**Given exercise A:** Please copy the entries word for word from their beginning through the line containing "x=278 y=212", leaving out the pictures.

**Document:**
- Directed by: Christy Cabanne
- Screenplay by: Arthur T. Horman Dorrell McGowan Stuart McGowan
- Story by: Stuart McGowan Dorrell McGowan
- Produced by: Jack Fier
- Starring: Ralph Bellamy Fay Wray Regis Toomey
- Cinematography: Allen G. Siegler
- Edited by: James Sweeney
- Music by: M. W. Stoloff
- Production company: Columbia Pictures
- Release date: December 29, 1938 (US);
- Running time: 62 minutes
- Country: United States
- Language: English

= Smashing the Spy Ring =

1939 film directed by Christy Cabanne

Smashing the Spy Ring is a 1938 American drama film, directed by Christy Cabanne. It stars Ralph Bellamy, Fay Wray, and Regis Toomey, and was released on December 29, 1938.

**Given exercise B:** In the article on Smashing the Spy Ring, who is credited with editing the film?

**Dataset:**
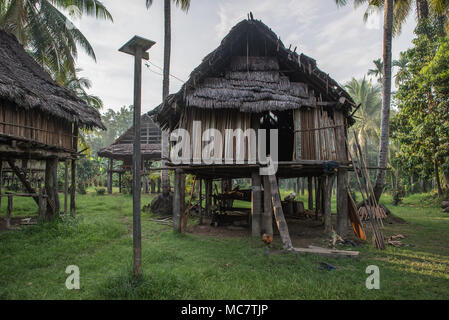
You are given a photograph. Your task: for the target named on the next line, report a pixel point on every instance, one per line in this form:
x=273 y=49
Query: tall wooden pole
x=109 y=181
x=137 y=241
x=73 y=175
x=137 y=47
x=256 y=204
x=66 y=185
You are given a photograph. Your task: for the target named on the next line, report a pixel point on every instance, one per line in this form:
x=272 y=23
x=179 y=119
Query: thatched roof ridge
x=218 y=82
x=25 y=83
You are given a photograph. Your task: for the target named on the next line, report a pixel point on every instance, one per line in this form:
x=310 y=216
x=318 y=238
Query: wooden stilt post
x=1 y=183
x=137 y=47
x=278 y=213
x=318 y=188
x=208 y=186
x=256 y=204
x=178 y=200
x=42 y=205
x=51 y=186
x=342 y=183
x=120 y=182
x=310 y=193
x=109 y=180
x=200 y=199
x=73 y=174
x=267 y=218
x=66 y=185
x=9 y=212
x=327 y=195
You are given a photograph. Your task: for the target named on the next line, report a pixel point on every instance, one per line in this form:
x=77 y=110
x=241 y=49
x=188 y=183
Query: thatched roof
x=253 y=71
x=150 y=138
x=25 y=83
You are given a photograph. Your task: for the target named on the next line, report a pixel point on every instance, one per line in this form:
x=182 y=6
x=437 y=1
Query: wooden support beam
x=310 y=193
x=109 y=178
x=178 y=200
x=267 y=218
x=318 y=199
x=51 y=187
x=1 y=183
x=42 y=205
x=297 y=126
x=9 y=212
x=186 y=213
x=278 y=213
x=208 y=186
x=256 y=204
x=73 y=173
x=200 y=199
x=327 y=199
x=23 y=179
x=66 y=186
x=342 y=182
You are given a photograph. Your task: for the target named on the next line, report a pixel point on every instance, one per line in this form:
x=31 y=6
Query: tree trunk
x=165 y=179
x=437 y=179
x=386 y=93
x=422 y=9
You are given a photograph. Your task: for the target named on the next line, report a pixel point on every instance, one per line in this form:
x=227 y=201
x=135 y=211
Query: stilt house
x=122 y=150
x=253 y=81
x=39 y=121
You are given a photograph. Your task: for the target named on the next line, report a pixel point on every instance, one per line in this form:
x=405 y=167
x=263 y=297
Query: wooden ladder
x=278 y=212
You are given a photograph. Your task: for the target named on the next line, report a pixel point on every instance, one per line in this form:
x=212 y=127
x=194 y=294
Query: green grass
x=33 y=260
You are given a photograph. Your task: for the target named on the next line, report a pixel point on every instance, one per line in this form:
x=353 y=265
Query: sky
x=337 y=37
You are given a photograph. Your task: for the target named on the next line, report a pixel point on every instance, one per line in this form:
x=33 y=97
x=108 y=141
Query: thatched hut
x=122 y=150
x=253 y=81
x=39 y=120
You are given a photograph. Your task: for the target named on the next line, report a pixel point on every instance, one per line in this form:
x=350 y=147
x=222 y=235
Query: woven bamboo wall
x=220 y=119
x=34 y=126
x=318 y=132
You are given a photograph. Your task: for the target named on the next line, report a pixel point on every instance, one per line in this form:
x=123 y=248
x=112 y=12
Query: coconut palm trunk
x=386 y=101
x=165 y=178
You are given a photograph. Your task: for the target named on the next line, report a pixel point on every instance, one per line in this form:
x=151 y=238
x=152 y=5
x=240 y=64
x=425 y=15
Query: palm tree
x=368 y=96
x=377 y=72
x=185 y=5
x=424 y=9
x=403 y=72
x=46 y=32
x=388 y=6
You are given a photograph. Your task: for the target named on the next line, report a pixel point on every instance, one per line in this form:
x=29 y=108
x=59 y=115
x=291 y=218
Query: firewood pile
x=445 y=206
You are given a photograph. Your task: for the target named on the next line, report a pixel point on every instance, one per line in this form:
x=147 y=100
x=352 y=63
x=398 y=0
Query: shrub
x=101 y=191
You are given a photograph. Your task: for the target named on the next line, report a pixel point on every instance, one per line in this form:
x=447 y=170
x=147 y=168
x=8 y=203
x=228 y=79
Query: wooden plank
x=73 y=174
x=1 y=180
x=256 y=204
x=23 y=179
x=186 y=213
x=8 y=212
x=178 y=197
x=278 y=213
x=327 y=252
x=310 y=193
x=267 y=217
x=327 y=194
x=342 y=179
x=66 y=185
x=51 y=186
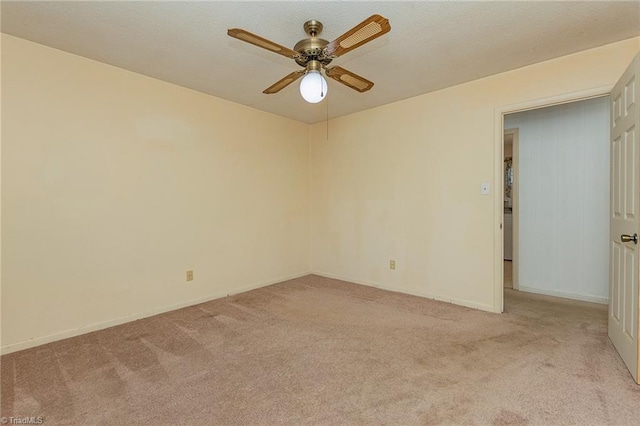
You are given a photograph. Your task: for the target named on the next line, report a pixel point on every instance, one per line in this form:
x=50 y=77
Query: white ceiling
x=431 y=45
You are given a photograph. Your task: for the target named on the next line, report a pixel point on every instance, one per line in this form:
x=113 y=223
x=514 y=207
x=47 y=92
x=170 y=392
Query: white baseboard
x=37 y=341
x=454 y=301
x=582 y=297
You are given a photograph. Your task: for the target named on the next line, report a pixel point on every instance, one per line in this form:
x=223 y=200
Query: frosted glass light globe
x=313 y=87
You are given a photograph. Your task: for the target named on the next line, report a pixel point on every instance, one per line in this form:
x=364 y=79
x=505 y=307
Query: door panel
x=624 y=297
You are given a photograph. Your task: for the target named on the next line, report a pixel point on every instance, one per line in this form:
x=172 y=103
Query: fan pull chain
x=327 y=119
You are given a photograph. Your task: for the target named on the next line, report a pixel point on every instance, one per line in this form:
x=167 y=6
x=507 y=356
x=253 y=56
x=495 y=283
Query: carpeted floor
x=321 y=351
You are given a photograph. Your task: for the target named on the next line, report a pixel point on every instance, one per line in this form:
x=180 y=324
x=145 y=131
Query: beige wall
x=402 y=181
x=114 y=184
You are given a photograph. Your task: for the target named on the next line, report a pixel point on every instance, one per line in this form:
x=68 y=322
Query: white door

**Finished answer A:**
You are given a photograph. Your task: for the target named on the next line, report a pixel point on every instance, one per line in this form:
x=273 y=49
Query: tall wooden pole
x=109 y=181
x=137 y=241
x=73 y=175
x=137 y=47
x=256 y=204
x=66 y=185
You are given a photograph. Your task: for the target named on the next line, report a pixel point on every instance, one per line in this form:
x=272 y=23
x=179 y=119
Query: thatched roof ridge
x=218 y=82
x=25 y=83
You are given a photograph. Your task: for the target named on the next line, report a pixel point on every instance, one per line in this form:
x=310 y=216
x=318 y=238
Query: wooden stilt post
x=1 y=183
x=137 y=47
x=278 y=213
x=318 y=188
x=208 y=186
x=256 y=204
x=178 y=200
x=42 y=205
x=51 y=186
x=342 y=183
x=120 y=182
x=310 y=193
x=109 y=180
x=200 y=199
x=73 y=174
x=267 y=218
x=66 y=185
x=9 y=212
x=327 y=195
You are given a photograph. Your task: for the target named on the next line, report a pixel point on every instance, one per line in this form:
x=77 y=110
x=241 y=49
x=188 y=183
Query: thatched roof
x=253 y=71
x=150 y=138
x=25 y=83
You are given a photograph. Your task: for the target named on the next line, report a pixel point on every instance, one per line in this form:
x=182 y=6
x=437 y=1
Query: wooden support beam
x=310 y=193
x=109 y=178
x=178 y=200
x=267 y=218
x=318 y=199
x=51 y=187
x=1 y=183
x=42 y=205
x=297 y=126
x=9 y=212
x=186 y=213
x=278 y=213
x=208 y=186
x=256 y=204
x=73 y=173
x=200 y=199
x=327 y=199
x=23 y=179
x=66 y=186
x=342 y=182
You are given a photograph. Your task: for the target named on the next line, report a pixel point on every instance, one per line in this form:
x=31 y=6
Query: tree trunk
x=165 y=179
x=437 y=179
x=386 y=93
x=422 y=9
You are given a photograph. Your task: for the target named on the next line, report a pixel point on every instance, one per line in this form:
x=227 y=201
x=135 y=211
Query: stilt house
x=122 y=150
x=253 y=81
x=39 y=121
You are given a photograph. Your task: for the target named on the next line, report a pixel point on every instance, one per line in this form:
x=405 y=167
x=263 y=297
Query: wooden ladder
x=278 y=212

**Finished answer B:** James Sweeney